About this exercise: Without including any picture, copy the entries that follow word for word.

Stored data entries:
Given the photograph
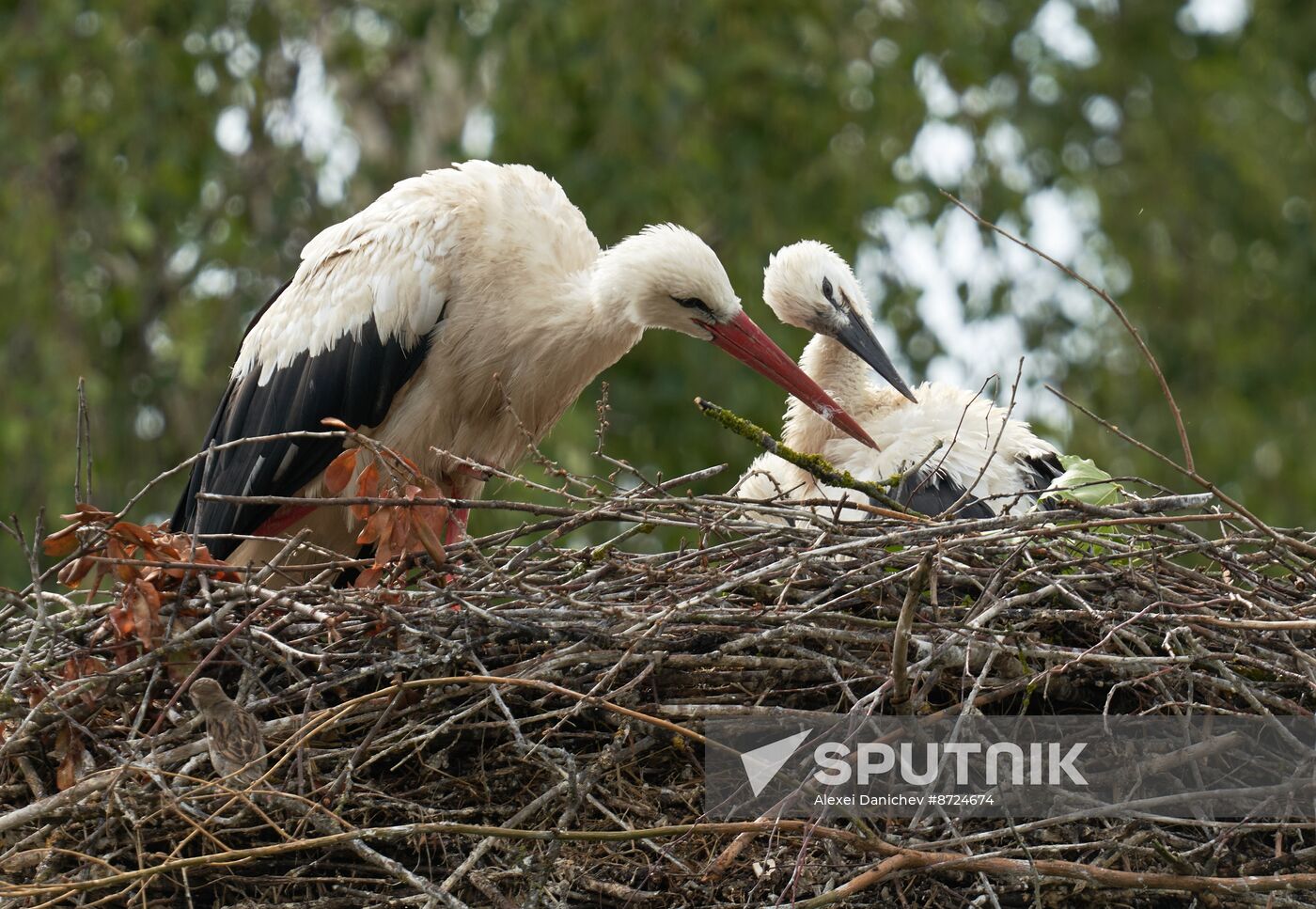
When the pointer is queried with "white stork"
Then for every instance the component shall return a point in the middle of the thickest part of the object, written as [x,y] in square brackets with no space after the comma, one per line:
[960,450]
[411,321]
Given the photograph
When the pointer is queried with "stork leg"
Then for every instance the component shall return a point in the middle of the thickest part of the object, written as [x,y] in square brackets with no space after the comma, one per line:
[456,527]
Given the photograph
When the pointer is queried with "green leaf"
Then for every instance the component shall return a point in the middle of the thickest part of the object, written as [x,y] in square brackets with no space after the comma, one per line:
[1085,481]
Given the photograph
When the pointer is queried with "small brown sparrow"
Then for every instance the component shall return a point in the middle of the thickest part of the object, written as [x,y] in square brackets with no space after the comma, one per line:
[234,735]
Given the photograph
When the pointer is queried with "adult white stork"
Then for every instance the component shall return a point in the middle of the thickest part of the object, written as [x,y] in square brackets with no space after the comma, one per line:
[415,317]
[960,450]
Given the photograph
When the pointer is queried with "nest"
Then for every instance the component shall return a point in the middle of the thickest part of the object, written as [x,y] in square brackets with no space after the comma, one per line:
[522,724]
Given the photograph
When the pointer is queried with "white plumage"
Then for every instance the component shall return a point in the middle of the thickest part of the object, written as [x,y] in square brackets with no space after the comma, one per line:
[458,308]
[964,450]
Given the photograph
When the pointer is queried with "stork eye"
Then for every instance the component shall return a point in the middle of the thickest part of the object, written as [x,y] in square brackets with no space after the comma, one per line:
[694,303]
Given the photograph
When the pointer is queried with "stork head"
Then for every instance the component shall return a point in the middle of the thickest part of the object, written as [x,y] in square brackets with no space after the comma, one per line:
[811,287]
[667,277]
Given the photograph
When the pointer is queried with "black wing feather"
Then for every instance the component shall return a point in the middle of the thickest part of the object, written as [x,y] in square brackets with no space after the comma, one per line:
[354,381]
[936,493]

Solution to the exercise:
Given the photograph
When the pointer is queried with "white stork"
Then for every instance the component shall return a point in the middle of the thickest part of the object, written as [x,y] in square brackets with no space after the comma, one per line:
[960,450]
[411,321]
Given the photograph
When the pointer is queried with "stork leg"
Then for every instance the component shall return a point in the middle of the thickest part of the object, written as [x,y] in square brackets with no space after the comma, one per line:
[456,527]
Given the photograph
When the pointer is queried with "green leaf"
Then for every instance the component shall return a point in the middle of the thickest part of the object, written as [x,y] in square brackets with no space after the comma, one per line:
[1085,481]
Given the photograph
When the pointer is queried with "small brown sparrow"
Then for every instance the component shall return a point in the middle of the thickest part of the object, written as [x,y] in square brackets with no space after the comma, one per line:
[234,735]
Given the photograph
When the pointer is queried with "adult white stork"
Then for every instance the component shall return a point in the middle of the thickest part of the object, written as [x,y] in square brackets with no space after the comma, one per line:
[415,317]
[960,450]
Given the photograph
When the pointer is queried with "nest"
Then for every instance the component shall return a point in the middle of the thickest part of the object, written as [x,y] in square brackets with no space after the comma, one per line:
[522,724]
Given the photograph
When the pointer is queried with "white plumage"
Then for every instance the component shall return a point in the middle of the thickest part of the object, written as [x,y] in square brackets with no space after the comma, one per line:
[458,308]
[964,450]
Given the photograph
When the pointer is queried with "stork eye"
Then for every instance the component shall return a point in the middle of the thickest part of the object, written as [x,y] in square brackets with no space after the comma, one per line:
[694,303]
Given the photograph
When the pointer is queried with "stork head"
Then for every instance the component shall return a point in the middle of the thickest part of the object, written as [x,y] in square brackets with no space after the comma, one per line:
[811,287]
[667,277]
Given the photograph
When the pointer is queried with "black wing feather"
Then for every instance the component shall return a point in the middle of the thickest part of the object, written as [x,y] in square brackets with no space after the comma, one per line:
[354,381]
[936,493]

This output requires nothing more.